*Work instructions*. Could you update the lines in the part that opens with the line containing "outline shadow on rock" and closes with the line containing "114L0 125L0 152L73", changing "hole rule" to "fill rule" and keeping everything else the same? Give back only those lines, without the pictures.

*Supplied entries*.
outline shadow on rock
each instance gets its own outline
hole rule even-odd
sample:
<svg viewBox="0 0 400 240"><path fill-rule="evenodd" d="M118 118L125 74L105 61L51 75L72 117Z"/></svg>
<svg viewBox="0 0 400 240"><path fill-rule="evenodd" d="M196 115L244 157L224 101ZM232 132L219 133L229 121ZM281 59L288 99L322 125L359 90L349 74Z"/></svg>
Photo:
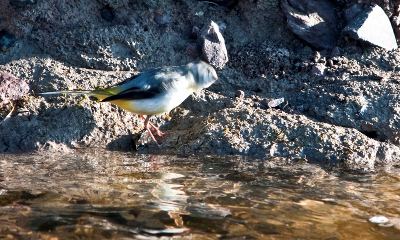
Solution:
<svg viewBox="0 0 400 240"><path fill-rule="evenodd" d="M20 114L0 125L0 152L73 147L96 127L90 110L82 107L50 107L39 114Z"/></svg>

==

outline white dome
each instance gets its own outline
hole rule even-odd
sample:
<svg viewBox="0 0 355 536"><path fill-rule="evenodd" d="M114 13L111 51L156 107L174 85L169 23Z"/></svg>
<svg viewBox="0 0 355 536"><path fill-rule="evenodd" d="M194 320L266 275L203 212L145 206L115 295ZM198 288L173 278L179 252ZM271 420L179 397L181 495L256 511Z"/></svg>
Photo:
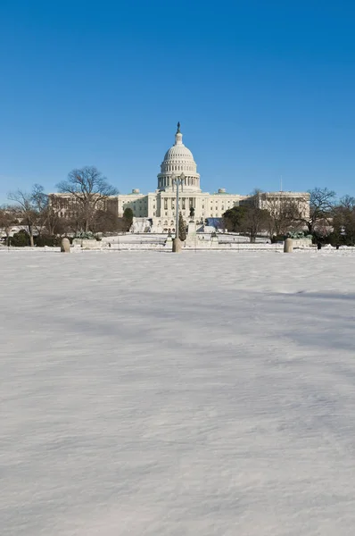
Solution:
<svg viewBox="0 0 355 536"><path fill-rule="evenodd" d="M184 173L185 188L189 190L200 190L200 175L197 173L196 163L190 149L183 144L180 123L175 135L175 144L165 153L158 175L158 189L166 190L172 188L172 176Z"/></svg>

*Response*.
outline shadow on rock
each instance gets its own outline
fill rule even-odd
sample:
<svg viewBox="0 0 400 240"><path fill-rule="evenodd" d="M118 118L125 74L105 61L51 75L72 117Z"/></svg>
<svg viewBox="0 0 400 240"><path fill-rule="evenodd" d="M196 115L244 157L224 101ZM232 132L219 133L229 121ZM281 59L288 99L322 125L359 90L349 74Z"/></svg>
Photo:
Solution:
<svg viewBox="0 0 400 240"><path fill-rule="evenodd" d="M20 114L0 125L0 152L73 147L96 127L90 110L82 107L50 107L39 114Z"/></svg>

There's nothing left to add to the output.